Source passage:
^^^^^^^^^^^^^^^^

Good mourning

Immersion in life has left a thoughtless silence. Nourishing connections, dancing, painting, drawing, clear thinking, and straightforward communication. I feel grateful for having spend my time with a close circle of loved ones offering each other intimate joy, mindful wandering and the liberation that can be found in untying emotional knots. I am also tired because of all the impressions, less sleep and getting used to intensity as a normal feature of life’s experience (ha!).

In the midst of the cocreated warm social bath, I try to be aware of my own tendencies. Here and there I notice resistance when it comes to the reality of certain unfulfilled needs; when it comes to full embodiment of my vulnerability, of my inability to shape the world precisely according to my demanding needs while sensitively acknowledging those vibrant needs at the same time. While feeling joyful and connected, sadness rises. It is a longing to be seen by a distant beloved that, in my little private experience of reality, mirrors those parts that I haven’t taken full ownership of. The joy of the weekend provides passage to mourning. Mourning is important to set myself and loved ones free. The other is not merely a projection - and it is okay to long for intimacy.

Always in search of the answer to the question what love truly is, I lean into situations that challenge me to make space for both diversity and intensity of connection and resonance. Intimacy can be a synonym for the word ‘trigger’. A shared space that is easily filled with, or even blown out of proportion due to personal projections. A space that is easily restyled into a familiar emotional landscape, structured by what I think I want, undermining the fact that reality actually accommodates all perspectives and perceptions and that which is most vivid in myself may not be what has been socialized as a priority. Love is much more spacious and attuned, I am sure.

^^^^^^^^^^^^^^^^

Material:
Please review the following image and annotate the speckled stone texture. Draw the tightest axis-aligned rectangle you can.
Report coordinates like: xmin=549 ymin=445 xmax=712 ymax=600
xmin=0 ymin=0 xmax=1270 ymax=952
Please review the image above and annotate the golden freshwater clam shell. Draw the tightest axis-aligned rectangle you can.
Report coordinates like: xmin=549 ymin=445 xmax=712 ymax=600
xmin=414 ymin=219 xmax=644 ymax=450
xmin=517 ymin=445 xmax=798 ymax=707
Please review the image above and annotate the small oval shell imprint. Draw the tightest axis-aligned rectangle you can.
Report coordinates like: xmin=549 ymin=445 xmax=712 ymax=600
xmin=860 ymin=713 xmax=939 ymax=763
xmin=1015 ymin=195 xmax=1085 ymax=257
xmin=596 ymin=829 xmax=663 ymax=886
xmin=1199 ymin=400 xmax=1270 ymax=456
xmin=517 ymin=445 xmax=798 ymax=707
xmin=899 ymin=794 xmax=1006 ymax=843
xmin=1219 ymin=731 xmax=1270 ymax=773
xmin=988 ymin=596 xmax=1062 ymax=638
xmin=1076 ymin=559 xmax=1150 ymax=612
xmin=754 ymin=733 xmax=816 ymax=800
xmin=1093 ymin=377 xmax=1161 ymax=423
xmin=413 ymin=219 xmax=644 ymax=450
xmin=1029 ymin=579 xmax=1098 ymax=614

^^^^^^^^^^^^^^^^

Tasks to complete:
- 1) Answer these about the essay on mourning:
(a) What three things does the writer name as causes of feeling tired?
(b) What word does the essay say intimacy can be a synonym for?
(c) Why does the essay say mourning is important?
- 2) Carry on the essay about mourning from its last sentence.

Written responses:
- 1)
(a) All the impressions, less sleep, and getting used to intensity as a normal feature of life's experience.
(b) "Trigger."
(c) It sets the writer and loved ones free.

- 2)
What essence is left of me when I allow myself the risk of annihilation, when I am not tamed by fear, when I allow myself an unrelenting look into the eyes of the frozen, fleeing and fighting animal inside? As a child, we grow up so deeply interdependent that we ostracize authenticity to secure attachment needs on the short term. We do this because it is life threatening not to. A baby can’t survive without care. Death anxiety, the root of all our demons. Years later, we can decide to consciously and mindfully take the risk and shape conditions in which we are challenged to overcome, or at least face, death anxiety. A full embrace of reality, we might call this presence, renders confrontation with vulnerability inevitable. Moving through the grand and subtle emotional storms, something indestructible that transcends the confinement of ego identification is lived. Untied energy in motion, all-encompassing, integrated mind included.

My eyes wander across our terrace. I feel that same mourning again. My heart misses the intimacy of being utterly one with nature. I have projected death anxiety upon others and upon the natural world around me. Understandably, but it flattens the intensity of life. Intimacy, whether that be social, spiritual, creative, or otherwise, is the ultimate joy of life. Exposure to natural elements will disintegrate my body, but this porous embodied being-here also mirrors the depth and breadth of being undeniably at home in an expanding instead of contracting universe.

Thoughtlessly my hand creates shapes. There is nobody overlooking the process, the process is the expression of life’s I-overpowering potential.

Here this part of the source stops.